╭──
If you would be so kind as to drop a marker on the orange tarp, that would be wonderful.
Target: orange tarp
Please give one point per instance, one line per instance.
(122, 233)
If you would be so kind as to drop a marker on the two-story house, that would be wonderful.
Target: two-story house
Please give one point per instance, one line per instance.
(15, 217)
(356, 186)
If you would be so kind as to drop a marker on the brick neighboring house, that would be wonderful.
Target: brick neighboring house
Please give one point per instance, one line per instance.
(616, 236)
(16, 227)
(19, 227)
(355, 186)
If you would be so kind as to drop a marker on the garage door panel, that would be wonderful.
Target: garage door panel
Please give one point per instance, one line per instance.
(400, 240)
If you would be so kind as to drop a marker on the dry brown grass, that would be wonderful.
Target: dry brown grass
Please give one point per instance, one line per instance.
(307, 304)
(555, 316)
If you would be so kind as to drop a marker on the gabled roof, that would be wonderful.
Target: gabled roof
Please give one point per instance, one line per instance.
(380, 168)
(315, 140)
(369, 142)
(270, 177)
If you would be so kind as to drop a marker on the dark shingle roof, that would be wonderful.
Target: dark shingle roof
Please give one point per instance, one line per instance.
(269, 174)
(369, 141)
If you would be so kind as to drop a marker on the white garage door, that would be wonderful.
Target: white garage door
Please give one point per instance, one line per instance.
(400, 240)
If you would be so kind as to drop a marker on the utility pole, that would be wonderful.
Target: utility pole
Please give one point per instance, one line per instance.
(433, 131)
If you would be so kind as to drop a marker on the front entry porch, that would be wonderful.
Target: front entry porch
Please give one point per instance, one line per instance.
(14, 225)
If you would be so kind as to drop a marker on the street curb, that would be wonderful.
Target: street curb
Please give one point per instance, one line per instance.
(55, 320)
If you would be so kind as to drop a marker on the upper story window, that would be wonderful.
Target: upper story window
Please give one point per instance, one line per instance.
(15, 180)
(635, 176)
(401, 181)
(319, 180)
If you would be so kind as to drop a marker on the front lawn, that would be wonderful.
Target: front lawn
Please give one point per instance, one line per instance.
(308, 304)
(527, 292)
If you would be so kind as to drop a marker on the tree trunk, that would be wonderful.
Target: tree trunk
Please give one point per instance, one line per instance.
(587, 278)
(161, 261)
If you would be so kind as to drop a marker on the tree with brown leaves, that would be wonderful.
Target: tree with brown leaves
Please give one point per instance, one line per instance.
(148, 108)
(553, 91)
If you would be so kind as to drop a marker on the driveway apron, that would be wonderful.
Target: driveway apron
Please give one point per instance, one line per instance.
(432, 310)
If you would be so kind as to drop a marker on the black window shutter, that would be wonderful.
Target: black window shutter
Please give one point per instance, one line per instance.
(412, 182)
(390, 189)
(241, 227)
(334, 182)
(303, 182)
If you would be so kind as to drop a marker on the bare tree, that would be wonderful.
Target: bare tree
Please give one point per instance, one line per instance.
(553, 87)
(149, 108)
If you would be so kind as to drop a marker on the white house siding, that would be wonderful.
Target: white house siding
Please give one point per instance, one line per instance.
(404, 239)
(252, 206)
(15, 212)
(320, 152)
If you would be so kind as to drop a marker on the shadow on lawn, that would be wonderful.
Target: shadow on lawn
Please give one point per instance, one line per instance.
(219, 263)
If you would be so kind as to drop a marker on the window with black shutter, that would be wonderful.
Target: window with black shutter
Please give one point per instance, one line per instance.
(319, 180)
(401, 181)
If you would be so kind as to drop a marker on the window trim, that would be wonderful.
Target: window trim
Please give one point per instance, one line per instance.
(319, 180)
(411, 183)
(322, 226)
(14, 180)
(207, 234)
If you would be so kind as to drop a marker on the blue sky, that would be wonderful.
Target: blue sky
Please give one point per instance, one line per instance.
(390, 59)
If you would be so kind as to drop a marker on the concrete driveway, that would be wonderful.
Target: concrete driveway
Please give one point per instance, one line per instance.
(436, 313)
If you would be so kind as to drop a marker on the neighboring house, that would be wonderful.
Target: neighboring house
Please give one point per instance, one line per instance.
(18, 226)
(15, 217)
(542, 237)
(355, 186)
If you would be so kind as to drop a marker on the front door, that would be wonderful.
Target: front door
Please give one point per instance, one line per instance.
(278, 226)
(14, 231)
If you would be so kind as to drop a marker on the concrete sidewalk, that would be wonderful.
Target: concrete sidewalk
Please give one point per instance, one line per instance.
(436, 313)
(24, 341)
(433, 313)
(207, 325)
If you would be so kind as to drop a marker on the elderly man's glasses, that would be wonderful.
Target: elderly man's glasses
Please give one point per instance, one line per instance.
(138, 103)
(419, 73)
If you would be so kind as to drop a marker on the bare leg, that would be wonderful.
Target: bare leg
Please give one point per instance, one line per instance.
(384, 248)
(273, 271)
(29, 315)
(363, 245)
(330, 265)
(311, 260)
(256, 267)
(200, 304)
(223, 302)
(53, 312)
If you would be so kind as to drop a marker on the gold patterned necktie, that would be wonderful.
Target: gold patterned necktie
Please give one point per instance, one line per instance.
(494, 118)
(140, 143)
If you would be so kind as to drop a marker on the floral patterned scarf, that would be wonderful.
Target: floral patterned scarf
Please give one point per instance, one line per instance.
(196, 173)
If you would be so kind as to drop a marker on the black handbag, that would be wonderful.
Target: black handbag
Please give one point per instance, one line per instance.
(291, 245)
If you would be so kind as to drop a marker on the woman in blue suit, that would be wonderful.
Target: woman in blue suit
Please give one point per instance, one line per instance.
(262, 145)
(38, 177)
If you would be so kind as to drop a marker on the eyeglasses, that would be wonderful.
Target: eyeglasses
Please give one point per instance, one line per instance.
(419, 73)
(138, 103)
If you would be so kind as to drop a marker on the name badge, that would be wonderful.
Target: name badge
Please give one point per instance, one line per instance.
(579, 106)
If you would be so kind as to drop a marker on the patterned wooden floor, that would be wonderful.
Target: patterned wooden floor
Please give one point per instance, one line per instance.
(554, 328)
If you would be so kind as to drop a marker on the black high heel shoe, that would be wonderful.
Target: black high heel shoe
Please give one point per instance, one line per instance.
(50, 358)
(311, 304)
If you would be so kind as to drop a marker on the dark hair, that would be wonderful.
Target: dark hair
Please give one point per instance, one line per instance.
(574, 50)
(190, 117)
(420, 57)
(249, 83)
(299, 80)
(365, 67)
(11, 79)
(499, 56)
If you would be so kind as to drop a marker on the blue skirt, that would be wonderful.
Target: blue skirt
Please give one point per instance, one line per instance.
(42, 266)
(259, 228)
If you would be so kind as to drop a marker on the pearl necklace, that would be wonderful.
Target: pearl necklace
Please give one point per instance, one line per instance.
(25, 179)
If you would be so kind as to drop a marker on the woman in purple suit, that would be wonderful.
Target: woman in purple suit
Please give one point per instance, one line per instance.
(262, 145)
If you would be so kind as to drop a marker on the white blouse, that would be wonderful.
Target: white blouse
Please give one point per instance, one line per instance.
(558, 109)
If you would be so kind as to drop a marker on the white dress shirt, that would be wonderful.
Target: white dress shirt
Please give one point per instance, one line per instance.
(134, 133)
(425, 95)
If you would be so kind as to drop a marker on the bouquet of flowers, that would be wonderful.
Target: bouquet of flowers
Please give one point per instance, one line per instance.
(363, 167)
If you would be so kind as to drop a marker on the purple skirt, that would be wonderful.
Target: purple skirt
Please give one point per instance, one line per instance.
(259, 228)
╰──
◆ Work to do ◆
Repeat exactly the lines above from the line that contains "shirt, that would be wonderful." through the end. Include both of these ends; leave out everything else.

◆ Correct result ◆
If you would be so kind as to drop a marker on the white dress shirt, that would be wonderful.
Target: white dress shirt
Please give one point per instance, one line per instance.
(134, 133)
(425, 95)
If you would be so kind as to drop a marker on the bouquet of flowers, that would be wonderful.
Target: bouquet of flowers
Please give one point per instance, one line per instance.
(363, 167)
If you would be so kind as to drop a marker on the purple skirt, that would be wonderful.
Target: purple skirt
Please give one point per instance, one line per instance.
(259, 228)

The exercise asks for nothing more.